Extrait fourni →
* * * *

Les données API sont moins nombreuses et plus tardives, mais sont beaucoup plus fiables dans la mesure où elles sont recoupées avec les bandes MRZ des titres d'identité ; - il s'agit d'un fichier à
accès indirect, accessible uniquement aux personnels de l'UIP afin de
garantir qu'aucun service utilisateur ne puisse accéder à des données
auxquelles il n'est pas censé pouvoir accéder.
L'analyse des données est cependant effectuée par les services « historiques » compétents en la matière et non en interne par l'UIP ; - une copie partielle du
fichier des personnes recherchées (FPR) est enregistrée afin de
permettre la mise en relation des données enregistrées dans API-PNR avec
celles du FPR.

* * * *

Bloc de données →
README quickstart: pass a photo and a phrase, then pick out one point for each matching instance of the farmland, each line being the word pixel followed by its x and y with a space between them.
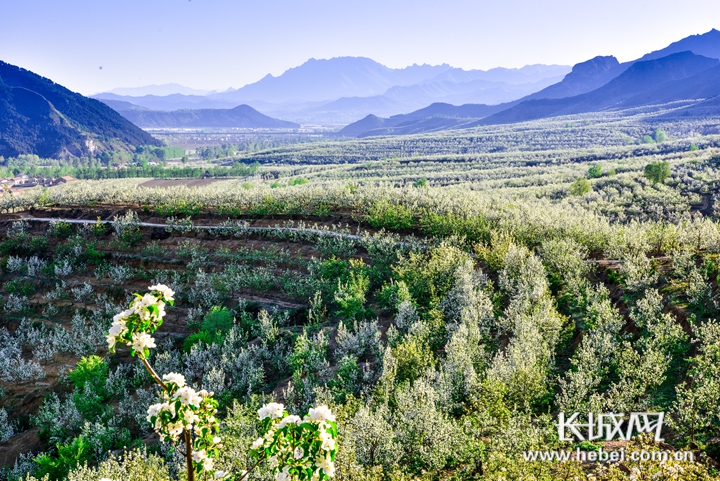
pixel 445 294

* * * *

Consigne →
Condensez l'extrait fourni en deux phrases.

Corrigé →
Les données API, moins nombreuses et plus tardives, sont beaucoup plus fiables parce qu'elles sont recoupées avec les bandes MRZ des titres d'identité, et le fichier, à accès indirect, n'est accessible qu'aux personnels de l'UIP pour qu'aucun service utilisateur ne puisse accéder à des données auxquelles il n'est pas censé accéder. L'analyse des données est toutefois confiée aux services « historiques » compétents et non à l'UIP, et une copie partielle du fichier des personnes recherchées (FPR) est enregistrée afin de mettre en relation les données d'API-PNR avec celles du FPR.